- [What you are asked to do]: From the extract below on DNA extraction methods, translate this sentence into Spanish: "Cells are disrupted by the organic solvents, phenol and chloroform, and then centrifuged to form a biphasic solution."

====== Extract provided

Choosing the right DNA extraction method
- Organic extraction: This method is the traditional way to extract DNA from cells and tissues but is time consuming and involves the use of hazardous chemicals. Cells are disrupted by the organic solvents, phenol and chloroform, and then centrifuged to form a biphasic solution. DNA from the top layer is then precipitated by adding high concentrations of salt, such as sodium acetate, and ethanol or isopropanol.
- Non-organic extraction: Often used with CTAB (Cetyl Trimethyl Ammonium Bromide) to help break down cell walls and separate polysaccharides when extracting DNA in plants, these techniques achieve DNA purification through protein precipitation at high salt concentration. Similar to organic extraction, these protocols can also be lengthy and repetitive with low throughput, involving many steps that require careful handling and exposure to toxic chemicals.

============
====== Information given

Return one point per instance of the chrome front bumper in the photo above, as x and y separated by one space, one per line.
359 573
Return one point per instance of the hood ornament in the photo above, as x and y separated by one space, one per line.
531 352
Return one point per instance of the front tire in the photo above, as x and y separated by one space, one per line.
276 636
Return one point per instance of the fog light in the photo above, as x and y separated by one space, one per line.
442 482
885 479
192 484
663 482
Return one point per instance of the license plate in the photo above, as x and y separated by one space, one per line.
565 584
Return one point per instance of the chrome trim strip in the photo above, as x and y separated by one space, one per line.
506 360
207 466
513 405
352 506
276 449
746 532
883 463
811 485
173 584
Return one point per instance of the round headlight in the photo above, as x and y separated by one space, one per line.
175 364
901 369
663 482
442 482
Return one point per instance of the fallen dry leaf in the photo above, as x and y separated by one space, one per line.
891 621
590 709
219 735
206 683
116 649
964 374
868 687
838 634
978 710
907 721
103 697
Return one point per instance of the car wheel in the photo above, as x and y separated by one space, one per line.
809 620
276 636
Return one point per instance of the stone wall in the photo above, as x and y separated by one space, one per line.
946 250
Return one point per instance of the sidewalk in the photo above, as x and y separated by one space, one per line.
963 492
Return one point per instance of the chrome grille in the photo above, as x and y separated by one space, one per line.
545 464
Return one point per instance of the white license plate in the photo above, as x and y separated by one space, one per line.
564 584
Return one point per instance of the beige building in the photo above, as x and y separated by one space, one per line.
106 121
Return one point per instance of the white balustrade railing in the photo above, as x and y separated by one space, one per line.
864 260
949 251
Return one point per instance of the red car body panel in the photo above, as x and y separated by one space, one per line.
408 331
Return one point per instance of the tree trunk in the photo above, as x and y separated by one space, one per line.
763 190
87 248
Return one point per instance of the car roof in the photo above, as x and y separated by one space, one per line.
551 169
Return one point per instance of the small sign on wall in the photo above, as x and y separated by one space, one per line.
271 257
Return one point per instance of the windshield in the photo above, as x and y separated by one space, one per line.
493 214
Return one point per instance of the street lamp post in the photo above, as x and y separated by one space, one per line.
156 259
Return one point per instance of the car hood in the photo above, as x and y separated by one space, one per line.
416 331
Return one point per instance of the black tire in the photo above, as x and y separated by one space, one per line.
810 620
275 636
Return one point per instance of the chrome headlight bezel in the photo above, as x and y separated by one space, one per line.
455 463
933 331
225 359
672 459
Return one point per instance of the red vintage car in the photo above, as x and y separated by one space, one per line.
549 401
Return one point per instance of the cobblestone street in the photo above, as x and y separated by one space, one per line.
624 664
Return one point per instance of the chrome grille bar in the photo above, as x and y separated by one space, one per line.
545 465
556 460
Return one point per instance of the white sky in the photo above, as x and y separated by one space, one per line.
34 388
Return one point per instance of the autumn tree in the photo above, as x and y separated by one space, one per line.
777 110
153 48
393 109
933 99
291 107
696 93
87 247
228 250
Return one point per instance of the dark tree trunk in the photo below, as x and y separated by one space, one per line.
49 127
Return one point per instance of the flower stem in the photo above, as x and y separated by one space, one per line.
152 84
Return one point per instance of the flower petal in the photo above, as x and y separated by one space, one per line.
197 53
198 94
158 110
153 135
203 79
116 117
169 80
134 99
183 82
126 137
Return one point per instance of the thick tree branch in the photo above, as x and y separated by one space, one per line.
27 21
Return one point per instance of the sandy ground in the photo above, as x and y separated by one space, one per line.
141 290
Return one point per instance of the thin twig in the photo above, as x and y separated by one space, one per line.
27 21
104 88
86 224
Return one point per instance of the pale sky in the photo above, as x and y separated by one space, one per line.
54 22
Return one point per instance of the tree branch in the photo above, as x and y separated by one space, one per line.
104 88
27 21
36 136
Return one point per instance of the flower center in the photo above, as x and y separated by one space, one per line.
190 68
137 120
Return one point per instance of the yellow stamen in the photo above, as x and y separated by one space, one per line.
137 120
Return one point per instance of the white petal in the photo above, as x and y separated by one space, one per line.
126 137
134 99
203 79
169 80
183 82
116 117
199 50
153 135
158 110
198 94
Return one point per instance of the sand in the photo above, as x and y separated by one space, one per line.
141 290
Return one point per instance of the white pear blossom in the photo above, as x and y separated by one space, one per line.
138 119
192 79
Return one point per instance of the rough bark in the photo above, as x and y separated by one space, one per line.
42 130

============
====== Information given

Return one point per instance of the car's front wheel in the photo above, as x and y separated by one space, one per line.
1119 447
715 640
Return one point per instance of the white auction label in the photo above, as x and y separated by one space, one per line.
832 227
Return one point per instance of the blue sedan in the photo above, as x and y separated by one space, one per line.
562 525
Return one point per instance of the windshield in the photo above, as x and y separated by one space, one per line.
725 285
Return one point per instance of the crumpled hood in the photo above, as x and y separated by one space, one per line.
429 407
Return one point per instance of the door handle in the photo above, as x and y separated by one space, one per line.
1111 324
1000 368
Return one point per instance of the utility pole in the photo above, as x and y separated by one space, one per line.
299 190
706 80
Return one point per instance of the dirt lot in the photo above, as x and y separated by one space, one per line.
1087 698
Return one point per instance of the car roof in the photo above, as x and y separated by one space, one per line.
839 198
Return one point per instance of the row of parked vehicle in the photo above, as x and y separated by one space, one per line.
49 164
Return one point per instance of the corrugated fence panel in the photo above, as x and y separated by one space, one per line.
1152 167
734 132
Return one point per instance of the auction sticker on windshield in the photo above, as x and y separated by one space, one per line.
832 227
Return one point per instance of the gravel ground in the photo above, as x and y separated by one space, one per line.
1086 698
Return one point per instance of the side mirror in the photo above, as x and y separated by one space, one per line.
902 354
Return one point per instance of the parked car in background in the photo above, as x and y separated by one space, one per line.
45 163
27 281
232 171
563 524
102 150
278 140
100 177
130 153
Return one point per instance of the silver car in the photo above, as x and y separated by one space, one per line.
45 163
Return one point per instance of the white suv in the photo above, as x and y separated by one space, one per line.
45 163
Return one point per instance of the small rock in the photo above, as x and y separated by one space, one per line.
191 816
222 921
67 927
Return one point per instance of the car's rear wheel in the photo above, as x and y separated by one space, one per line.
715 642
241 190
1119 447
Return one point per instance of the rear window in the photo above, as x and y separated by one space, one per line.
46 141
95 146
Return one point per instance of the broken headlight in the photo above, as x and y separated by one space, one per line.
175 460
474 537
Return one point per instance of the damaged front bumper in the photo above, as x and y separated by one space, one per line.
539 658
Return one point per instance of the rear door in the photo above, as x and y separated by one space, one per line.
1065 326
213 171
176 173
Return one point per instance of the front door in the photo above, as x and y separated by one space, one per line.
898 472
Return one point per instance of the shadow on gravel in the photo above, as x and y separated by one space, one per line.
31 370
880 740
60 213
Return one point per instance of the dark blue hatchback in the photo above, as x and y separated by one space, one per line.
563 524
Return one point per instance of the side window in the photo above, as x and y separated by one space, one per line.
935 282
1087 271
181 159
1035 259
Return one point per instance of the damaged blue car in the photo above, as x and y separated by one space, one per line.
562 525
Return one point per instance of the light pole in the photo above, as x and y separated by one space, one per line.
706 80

============

- [Answer to this task]: Las células se rompen mediante los disolventes orgánicos, fenol y cloroformo, y luego se centrifugan para formar una solución bifásica.